◆ EXCERPTED TEXT ◆
------------------------------------------------------------

# Can't believe how big they are



## Lexi&Beemer (May 5, 2013)

I'm always amazed at how much they have grown. Part of growing up is their dislike of the camera. Well I caught them by surprise and no worries, we were parked at the time. 



















Sent from my iPhone using Tapatalk


----------



## lady amanda (Nov 26, 2010)

they sure do grow fast eh!!

but they are super cute!


----------



## dmgalley (Aug 19, 2012)

I love them.

Sent from my SGH-T999 using Tapatalk


----------



## lisaj (Mar 29, 2013)

Oh they are so SO gorgeous, I love their big black noses


----------



## arlo (Mar 11, 2013)

They are looking very grown up, but still so really darn cute


----------



## RuthMill (Jun 30, 2012)

They are so sweet!!


----------



## RuthMill (Jun 30, 2012)

Beemer top and Lexi bottom?


----------



## Tinman (Apr 23, 2013)

L&B are just the best duo ever! X


----------



## Lexi&Beemer (May 5, 2013)

RuthMill said:


> Beemer top and Lexi bottom?

------------------------------------------------------------

◆ RECORDS ◆
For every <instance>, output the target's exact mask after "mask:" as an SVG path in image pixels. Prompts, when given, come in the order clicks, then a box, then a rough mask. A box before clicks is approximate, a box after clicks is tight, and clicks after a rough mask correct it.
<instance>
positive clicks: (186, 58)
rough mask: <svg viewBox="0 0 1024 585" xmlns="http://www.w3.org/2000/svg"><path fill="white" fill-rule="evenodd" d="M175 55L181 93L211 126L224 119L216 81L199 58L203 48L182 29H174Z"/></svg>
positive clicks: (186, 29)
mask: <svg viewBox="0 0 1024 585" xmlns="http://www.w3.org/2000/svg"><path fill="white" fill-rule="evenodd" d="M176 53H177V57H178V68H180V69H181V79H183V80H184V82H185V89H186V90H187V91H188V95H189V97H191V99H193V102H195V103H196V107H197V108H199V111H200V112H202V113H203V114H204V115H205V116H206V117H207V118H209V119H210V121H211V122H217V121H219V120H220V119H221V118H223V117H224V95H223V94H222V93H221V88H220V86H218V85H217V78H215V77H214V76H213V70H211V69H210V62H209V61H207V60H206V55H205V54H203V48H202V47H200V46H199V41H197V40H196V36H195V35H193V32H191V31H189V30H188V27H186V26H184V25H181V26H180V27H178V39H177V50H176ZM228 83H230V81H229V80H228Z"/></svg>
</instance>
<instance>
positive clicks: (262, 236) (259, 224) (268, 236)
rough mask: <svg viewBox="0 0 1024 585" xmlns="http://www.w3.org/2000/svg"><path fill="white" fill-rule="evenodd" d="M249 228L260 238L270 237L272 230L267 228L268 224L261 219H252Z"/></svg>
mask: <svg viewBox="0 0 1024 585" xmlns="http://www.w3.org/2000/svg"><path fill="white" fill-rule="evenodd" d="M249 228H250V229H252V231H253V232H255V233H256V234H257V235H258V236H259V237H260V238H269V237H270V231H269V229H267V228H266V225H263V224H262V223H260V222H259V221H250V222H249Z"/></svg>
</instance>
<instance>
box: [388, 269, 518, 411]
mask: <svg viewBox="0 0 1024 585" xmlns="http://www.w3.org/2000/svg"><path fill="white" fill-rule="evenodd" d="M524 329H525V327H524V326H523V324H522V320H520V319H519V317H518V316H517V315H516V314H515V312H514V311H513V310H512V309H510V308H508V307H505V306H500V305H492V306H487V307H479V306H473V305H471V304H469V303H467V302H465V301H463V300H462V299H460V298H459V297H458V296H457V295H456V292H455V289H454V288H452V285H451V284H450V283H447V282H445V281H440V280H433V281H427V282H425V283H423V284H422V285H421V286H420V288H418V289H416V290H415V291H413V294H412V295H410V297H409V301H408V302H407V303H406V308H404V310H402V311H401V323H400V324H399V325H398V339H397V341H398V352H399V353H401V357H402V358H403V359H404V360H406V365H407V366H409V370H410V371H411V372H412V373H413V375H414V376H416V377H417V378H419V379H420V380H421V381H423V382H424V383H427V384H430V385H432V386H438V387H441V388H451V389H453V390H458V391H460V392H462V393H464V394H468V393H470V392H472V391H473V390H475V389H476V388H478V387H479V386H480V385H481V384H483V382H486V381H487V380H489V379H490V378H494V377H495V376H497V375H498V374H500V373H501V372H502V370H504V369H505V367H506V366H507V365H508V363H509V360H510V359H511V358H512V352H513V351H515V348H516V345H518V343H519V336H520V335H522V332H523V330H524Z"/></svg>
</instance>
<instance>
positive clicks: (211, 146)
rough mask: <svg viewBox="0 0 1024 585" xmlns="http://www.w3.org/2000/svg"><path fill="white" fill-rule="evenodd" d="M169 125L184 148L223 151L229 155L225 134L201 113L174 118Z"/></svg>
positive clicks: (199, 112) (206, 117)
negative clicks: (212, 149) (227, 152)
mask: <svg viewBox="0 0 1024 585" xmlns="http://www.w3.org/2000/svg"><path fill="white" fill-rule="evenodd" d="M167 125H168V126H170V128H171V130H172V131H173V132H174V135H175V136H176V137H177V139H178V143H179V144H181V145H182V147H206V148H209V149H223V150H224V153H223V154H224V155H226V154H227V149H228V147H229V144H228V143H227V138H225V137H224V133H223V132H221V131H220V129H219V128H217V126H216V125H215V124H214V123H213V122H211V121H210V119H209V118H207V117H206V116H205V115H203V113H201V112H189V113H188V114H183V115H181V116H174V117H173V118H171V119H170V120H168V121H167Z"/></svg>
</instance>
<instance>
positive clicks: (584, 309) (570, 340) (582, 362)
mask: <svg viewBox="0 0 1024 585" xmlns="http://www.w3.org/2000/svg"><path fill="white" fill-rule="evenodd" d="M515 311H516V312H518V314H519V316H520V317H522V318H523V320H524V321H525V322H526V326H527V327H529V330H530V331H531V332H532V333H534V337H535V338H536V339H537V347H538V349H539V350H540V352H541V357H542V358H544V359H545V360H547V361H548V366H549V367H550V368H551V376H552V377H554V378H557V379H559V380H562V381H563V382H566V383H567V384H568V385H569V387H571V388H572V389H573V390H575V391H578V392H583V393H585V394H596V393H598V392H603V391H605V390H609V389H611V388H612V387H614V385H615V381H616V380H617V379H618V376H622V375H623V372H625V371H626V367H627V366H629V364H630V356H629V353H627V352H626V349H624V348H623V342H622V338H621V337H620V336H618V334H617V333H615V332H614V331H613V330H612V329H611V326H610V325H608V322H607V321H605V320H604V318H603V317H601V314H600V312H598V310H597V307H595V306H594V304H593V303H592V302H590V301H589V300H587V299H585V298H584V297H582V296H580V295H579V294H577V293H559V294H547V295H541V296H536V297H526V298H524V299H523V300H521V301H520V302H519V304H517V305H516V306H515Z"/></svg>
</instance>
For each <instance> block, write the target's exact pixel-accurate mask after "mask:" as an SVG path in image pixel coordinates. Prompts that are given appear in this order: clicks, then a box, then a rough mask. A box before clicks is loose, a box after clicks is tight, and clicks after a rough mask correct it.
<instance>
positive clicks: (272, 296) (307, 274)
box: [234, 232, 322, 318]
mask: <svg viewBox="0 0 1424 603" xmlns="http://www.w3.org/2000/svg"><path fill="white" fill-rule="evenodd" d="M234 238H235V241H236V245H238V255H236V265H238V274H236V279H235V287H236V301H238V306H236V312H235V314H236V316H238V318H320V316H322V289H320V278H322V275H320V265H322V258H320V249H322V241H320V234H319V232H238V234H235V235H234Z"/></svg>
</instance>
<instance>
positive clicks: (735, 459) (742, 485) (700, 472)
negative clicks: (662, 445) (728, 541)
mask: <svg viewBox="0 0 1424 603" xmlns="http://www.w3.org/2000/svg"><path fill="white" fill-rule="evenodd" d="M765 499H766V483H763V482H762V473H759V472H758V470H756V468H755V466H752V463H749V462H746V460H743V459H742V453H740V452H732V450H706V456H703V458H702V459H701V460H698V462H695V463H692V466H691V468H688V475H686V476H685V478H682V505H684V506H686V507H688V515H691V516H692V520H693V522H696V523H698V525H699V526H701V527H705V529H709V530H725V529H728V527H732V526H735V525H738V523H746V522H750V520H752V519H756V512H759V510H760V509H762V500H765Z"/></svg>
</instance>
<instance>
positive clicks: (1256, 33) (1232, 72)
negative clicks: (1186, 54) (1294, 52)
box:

------------------------------------------------------------

◆ REQUIREMENT 1 ◆
Answer these questions from the forum thread:
(a) In the opening post, what does Lexi&Beemer say they were doing when the subjects were caught by surprise?
(b) Which feature does lisaj say she loves?
(c) What device was dmgalley's post sent from?
◆ REQUIREMENT 2 ◆
Retype the forum thread word for word, starting at "# Can't believe" and ending at "at the time.".

◆ ANSWER 1 ◆
(a) They were parked at the time.
(b) Their big black noses.
(c) An SGH-T999, using Tapatalk.

◆ ANSWER 2 ◆
# Can't believe how big they are



## Lexi&Beemer (May 5, 2013)

I'm always amazed at how much they have grown. Part of growing up is their dislike of the camera. Well I caught them by surprise and no worries, we were parked at the time.